*Objective 1*:
Copy the parliamentary speech on pension upratings below in full, word for word.

*Document section*:

····················

Page 66 of volume two of the public expenditure White Paper states: It is intended that the decisions about the increases in November 1983 will have regard to the fact that the forecast increase in prices over the year November 1981 to November 1982—on which the November 1982 uprating was based—exceeded the actual rise in prices over that period. That again is an attempt to soften the language.

Could it be—we are entitled to speculate—that there will not be a claw back, that there will merely be a tiny claw back, or, as the Minister seemed to suggest to the Select Committee just before Christmas, that there could be a claw back on benefits which the Government are not required by legislation to uprate in line with inflation?

To most people there is something very wrong with a procedure that can produce such a farcical and worrying situation. In any other walk of life, increases are agreed and, if necessary, back pay is given, often by a lump sum, if negotiations drag on past an agreed date. No one else must rely on an estimate made in March for an increase the following November, with the uncertainty and possibility of having some snatched back. We can imagine what would happen in industry if that procedure were applied.

The days of this pernicious procedure must surely be numbered, and the Government should urgently seek alternative methods of indexing and uprating pensions. On probably their last Budget before the election, the Government should announce an urgent review of the present method of calculating upratings. In the meantime, they could restore the link with wages, extend heating allowances to those on rent and rate rebates, increase the capital cut-of from £2,500 to at least £3,000, raise the £300 limit for single payments to £500, and restore I he death grant to its 1949 level. There are plenty of arguments to justify all those propositions, and these few modest requests would go some way towards improving the serious plight of thousands of pensioners.

5.54 am
Mr. Thomas Cox (Tooting)

····················

*Objective 2*:
In the records below, repeat the lines that begin with the one containing "Batch job spec — class: mist" and end after the one containing "0, 0, 708, 159", both included, and nothing else.

····················

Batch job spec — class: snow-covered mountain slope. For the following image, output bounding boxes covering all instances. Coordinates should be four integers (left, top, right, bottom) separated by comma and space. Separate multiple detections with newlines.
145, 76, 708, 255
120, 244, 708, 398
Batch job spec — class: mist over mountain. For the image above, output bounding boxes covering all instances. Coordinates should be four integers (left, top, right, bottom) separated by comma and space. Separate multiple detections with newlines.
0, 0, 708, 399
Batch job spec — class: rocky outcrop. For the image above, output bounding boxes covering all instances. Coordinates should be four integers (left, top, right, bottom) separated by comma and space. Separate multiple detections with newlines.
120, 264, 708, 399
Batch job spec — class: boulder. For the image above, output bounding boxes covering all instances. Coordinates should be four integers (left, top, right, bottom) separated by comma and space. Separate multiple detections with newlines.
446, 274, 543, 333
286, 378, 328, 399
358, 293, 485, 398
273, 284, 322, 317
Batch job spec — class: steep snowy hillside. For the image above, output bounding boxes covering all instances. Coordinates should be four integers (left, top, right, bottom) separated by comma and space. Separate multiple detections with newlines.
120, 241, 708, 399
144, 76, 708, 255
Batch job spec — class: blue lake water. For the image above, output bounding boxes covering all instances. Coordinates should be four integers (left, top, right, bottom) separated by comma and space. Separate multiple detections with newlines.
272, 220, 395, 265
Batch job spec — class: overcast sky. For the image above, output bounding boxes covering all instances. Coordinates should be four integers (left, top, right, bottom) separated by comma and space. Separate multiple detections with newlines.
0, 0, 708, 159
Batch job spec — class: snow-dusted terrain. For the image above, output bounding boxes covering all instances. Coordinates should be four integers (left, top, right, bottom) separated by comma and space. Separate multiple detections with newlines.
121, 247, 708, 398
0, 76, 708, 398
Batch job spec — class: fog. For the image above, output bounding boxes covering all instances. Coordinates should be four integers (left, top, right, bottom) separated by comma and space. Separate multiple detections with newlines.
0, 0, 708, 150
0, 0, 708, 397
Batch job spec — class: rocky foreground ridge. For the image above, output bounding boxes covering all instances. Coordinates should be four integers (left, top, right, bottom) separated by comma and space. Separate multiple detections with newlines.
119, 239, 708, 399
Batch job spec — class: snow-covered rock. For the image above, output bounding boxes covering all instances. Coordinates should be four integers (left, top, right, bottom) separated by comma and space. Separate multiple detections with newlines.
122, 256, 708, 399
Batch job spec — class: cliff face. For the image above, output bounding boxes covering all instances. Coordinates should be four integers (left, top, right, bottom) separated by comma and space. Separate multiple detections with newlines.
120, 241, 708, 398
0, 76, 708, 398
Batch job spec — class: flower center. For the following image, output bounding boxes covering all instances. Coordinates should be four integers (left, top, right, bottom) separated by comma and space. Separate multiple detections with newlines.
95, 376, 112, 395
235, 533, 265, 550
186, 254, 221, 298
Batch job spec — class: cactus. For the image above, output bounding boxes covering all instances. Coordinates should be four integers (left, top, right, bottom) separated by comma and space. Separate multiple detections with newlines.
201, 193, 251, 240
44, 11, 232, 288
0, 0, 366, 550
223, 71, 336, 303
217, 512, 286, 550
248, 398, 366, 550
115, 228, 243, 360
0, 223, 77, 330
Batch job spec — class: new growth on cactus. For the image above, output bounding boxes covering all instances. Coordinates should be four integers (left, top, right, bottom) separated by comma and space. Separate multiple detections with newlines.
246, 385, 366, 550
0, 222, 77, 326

····················

*Complete response 1*:
Page 66 of volume two of the public expenditure White Paper states: It is intended that the decisions about the increases in November 1983 will have regard to the fact that the forecast increase in prices over the year November 1981 to November 1982—on which the November 1982 uprating was based—exceeded the actual rise in prices over that period. That again is an attempt to soften the language.

Could it be—we are entitled to speculate—that there will not be a claw back, that there will merely be a tiny claw back, or, as the Minister seemed to suggest to the Select Committee just before Christmas, that there could be a claw back on benefits which the Government are not required by legislation to uprate in line with inflation?

To most people there is something very wrong with a procedure that can produce such a farcical and worrying situation. In any other walk of life, increases are agreed and, if necessary, back pay is given, often by a lump sum, if negotiations drag on past an agreed date. No one else must rely on an estimate made in March for an increase the following November, with the uncertainty and possibility of having some snatched back. We can imagine what would happen in industry if that procedure were applied.

The days of this pernicious procedure must surely be numbered, and the Government should urgently seek alternative methods of indexing and uprating pensions. On probably their last Budget before the election, the Government should announce an urgent review of the present method of calculating upratings. In the meantime, they could restore the link with wages, extend heating allowances to those on rent and rate rebates, increase the capital cut-of from £2,500 to at least £3,000, raise the £300 limit for single payments to £500, and restore I he death grant to its 1949 level. There are plenty of arguments to justify all those propositions, and these few modest requests would go some way towards improving the serious plight of thousands of pensioners.

5.54 am
Mr. Thomas Cox (Tooting)

*Complete response 2*:
Batch job spec — class: mist over mountain. For the image above, output bounding boxes covering all instances. Coordinates should be four integers (left, top, right, bottom) separated by comma and space. Separate multiple detections with newlines.
0, 0, 708, 399
Batch job spec — class: rocky outcrop. For the image above, output bounding boxes covering all instances. Coordinates should be four integers (left, top, right, bottom) separated by comma and space. Separate multiple detections with newlines.
120, 264, 708, 399
Batch job spec — class: boulder. For the image above, output bounding boxes covering all instances. Coordinates should be four integers (left, top, right, bottom) separated by comma and space. Separate multiple detections with newlines.
446, 274, 543, 333
286, 378, 328, 399
358, 293, 485, 398
273, 284, 322, 317
Batch job spec — class: steep snowy hillside. For the image above, output bounding boxes covering all instances. Coordinates should be four integers (left, top, right, bottom) separated by comma and space. Separate multiple detections with newlines.
120, 241, 708, 399
144, 76, 708, 255
Batch job spec — class: blue lake water. For the image above, output bounding boxes covering all instances. Coordinates should be four integers (left, top, right, bottom) separated by comma and space. Separate multiple detections with newlines.
272, 220, 395, 265
Batch job spec — class: overcast sky. For the image above, output bounding boxes covering all instances. Coordinates should be four integers (left, top, right, bottom) separated by comma and space. Separate multiple detections with newlines.
0, 0, 708, 159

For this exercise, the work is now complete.